About this exercise> Give back the listing in full and exactly, leaving out the images.

═══ Excerpted records ═══

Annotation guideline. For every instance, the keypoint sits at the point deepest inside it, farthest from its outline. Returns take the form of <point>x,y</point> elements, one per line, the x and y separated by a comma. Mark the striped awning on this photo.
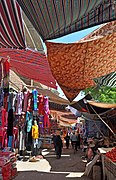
<point>56,18</point>
<point>12,32</point>
<point>107,80</point>
<point>30,64</point>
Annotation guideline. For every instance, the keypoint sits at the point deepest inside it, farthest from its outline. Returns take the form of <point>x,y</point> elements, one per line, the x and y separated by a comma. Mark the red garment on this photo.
<point>46,113</point>
<point>41,105</point>
<point>3,117</point>
<point>30,103</point>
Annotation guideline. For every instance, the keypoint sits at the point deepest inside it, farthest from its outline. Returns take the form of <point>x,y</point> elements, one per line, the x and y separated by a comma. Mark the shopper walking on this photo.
<point>74,139</point>
<point>58,146</point>
<point>67,138</point>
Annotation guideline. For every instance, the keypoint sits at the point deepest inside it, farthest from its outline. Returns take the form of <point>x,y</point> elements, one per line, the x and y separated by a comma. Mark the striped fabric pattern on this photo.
<point>107,80</point>
<point>12,34</point>
<point>30,64</point>
<point>56,18</point>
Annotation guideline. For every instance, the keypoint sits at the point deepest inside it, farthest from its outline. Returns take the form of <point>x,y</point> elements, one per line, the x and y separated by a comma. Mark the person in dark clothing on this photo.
<point>67,138</point>
<point>58,146</point>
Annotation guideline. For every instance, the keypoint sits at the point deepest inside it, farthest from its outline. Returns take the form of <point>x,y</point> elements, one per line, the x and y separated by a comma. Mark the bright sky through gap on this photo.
<point>72,38</point>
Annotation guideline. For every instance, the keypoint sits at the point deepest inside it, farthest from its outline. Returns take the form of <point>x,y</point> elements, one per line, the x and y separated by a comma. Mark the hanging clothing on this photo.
<point>46,113</point>
<point>10,123</point>
<point>10,102</point>
<point>29,119</point>
<point>30,103</point>
<point>35,132</point>
<point>19,103</point>
<point>25,101</point>
<point>41,105</point>
<point>41,124</point>
<point>35,93</point>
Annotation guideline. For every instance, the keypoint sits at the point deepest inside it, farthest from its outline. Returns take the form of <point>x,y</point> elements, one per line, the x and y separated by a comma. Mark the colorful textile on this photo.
<point>56,18</point>
<point>30,103</point>
<point>29,119</point>
<point>107,80</point>
<point>46,112</point>
<point>19,103</point>
<point>25,103</point>
<point>41,124</point>
<point>41,105</point>
<point>30,64</point>
<point>35,93</point>
<point>35,132</point>
<point>11,25</point>
<point>75,65</point>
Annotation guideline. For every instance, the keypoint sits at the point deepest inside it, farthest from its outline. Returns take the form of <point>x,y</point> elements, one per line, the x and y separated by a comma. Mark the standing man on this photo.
<point>58,145</point>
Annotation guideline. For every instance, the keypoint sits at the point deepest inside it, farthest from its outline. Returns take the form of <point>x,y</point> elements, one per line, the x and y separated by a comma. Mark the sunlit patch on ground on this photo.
<point>78,174</point>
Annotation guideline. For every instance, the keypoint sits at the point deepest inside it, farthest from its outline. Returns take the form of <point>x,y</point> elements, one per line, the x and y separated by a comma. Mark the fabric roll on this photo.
<point>35,93</point>
<point>10,123</point>
<point>26,95</point>
<point>40,105</point>
<point>29,119</point>
<point>19,103</point>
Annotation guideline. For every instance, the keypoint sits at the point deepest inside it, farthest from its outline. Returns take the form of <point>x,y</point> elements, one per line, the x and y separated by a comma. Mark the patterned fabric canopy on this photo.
<point>12,34</point>
<point>75,65</point>
<point>56,18</point>
<point>107,80</point>
<point>30,64</point>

═══

Reply>
Annotation guideline. For every instance, the keypoint sits at the point deepest inside it, farthest from its outline. Returns take the form of <point>x,y</point> elements, one per line, the x and y separated by a comma. Mark the striped awning on this photo.
<point>56,18</point>
<point>12,32</point>
<point>107,80</point>
<point>30,64</point>
Annotation guideline. For every instance, the keypoint sits at the point deepest inside it, farthest from its outline. Returns take the form of <point>x,y</point> elements, one per line, the x and y separated by a comma. Mark the red garment on this photo.
<point>46,113</point>
<point>41,105</point>
<point>3,117</point>
<point>30,103</point>
Annotation guideline. For every instance, the keypoint sits at the point deepest inside it, farthest from its outline. Returns take the form of <point>x,y</point> elements, one per line, the x and y separated by a comma. Mark the shopper walking on this photo.
<point>74,139</point>
<point>58,146</point>
<point>67,138</point>
Annotation guideline. For every instance, the keypoint sits at the point deepest inside it, farthest from its outline. Returns take the form of <point>x,y</point> elements, one per line, the x and y separated by a comma. Mark the striped fabric pattern on this photo.
<point>107,80</point>
<point>12,34</point>
<point>30,64</point>
<point>56,18</point>
Annotation guideline. For every instance, the keypoint sits at the point deepest inside it, farthest from its outline. Returns take the form of <point>x,y</point> elements, one per line, the x and y separated by a comma. Mark the person in dark clothing on this photo.
<point>67,138</point>
<point>58,146</point>
Annotation guideline. For every instance, the keypoint sits at the point deepest inside it, farthest from its outline. Returns take the form of <point>x,y</point> elements, one per line, the x and y separated by a comma. Mark the bright sky through gap on this photo.
<point>72,38</point>
Annotation guideline. For every instance, the keypoint sits at the point deepest inside it, farthest from its outline. Returns take the form of <point>x,y</point> elements, one per line, the x and y separated by a comma. Mark the hanging clothing on this photo.
<point>46,113</point>
<point>10,123</point>
<point>10,102</point>
<point>29,119</point>
<point>30,103</point>
<point>35,132</point>
<point>19,103</point>
<point>25,101</point>
<point>41,105</point>
<point>41,124</point>
<point>35,93</point>
Annotation guideline. For every instance, the keypoint sits at the point deepest inside it, farthest from its outline. Returns take the form of <point>x,y</point> elements, one per line, the x and y separated by a comma. Mark the colorful textile on this photo.
<point>56,18</point>
<point>30,103</point>
<point>29,119</point>
<point>107,80</point>
<point>46,112</point>
<point>19,103</point>
<point>25,103</point>
<point>41,124</point>
<point>41,105</point>
<point>30,64</point>
<point>35,93</point>
<point>35,132</point>
<point>11,25</point>
<point>75,65</point>
Annotation guideline. For every instance, the keypoint sits at the point deepest inside it, farthest from its outline. Returns take the form of <point>x,y</point> elements, one per line, the x and y separated by a comma. Mark the standing man on this photo.
<point>58,145</point>
Annotation guideline. For every instance, the keypoint sits at the point deepest inside it, farthest from its outline. Returns take the form of <point>x,y</point> elements, one per line, the x and y separated by a comma. Mark the sunlit patch on ground on this photo.
<point>78,174</point>
Annotation guideline. For every instance, the keypoint sits at the point deepest inside it, farthest from its outline. Returns take the form of <point>x,y</point> elements, one per line, the x and y separated by a comma. Mark the fabric roll on this photo.
<point>35,93</point>
<point>10,123</point>
<point>26,95</point>
<point>40,105</point>
<point>29,119</point>
<point>19,103</point>
Annotation guideline. For every instance, the keypoint sits at the point deepest inside it, farthest from its outline. Returns take the form of <point>x,y</point> elements, one per line, the x and y separated by a comma. Mark the patterned fabric canopy on this photo.
<point>12,34</point>
<point>75,65</point>
<point>56,18</point>
<point>107,80</point>
<point>30,64</point>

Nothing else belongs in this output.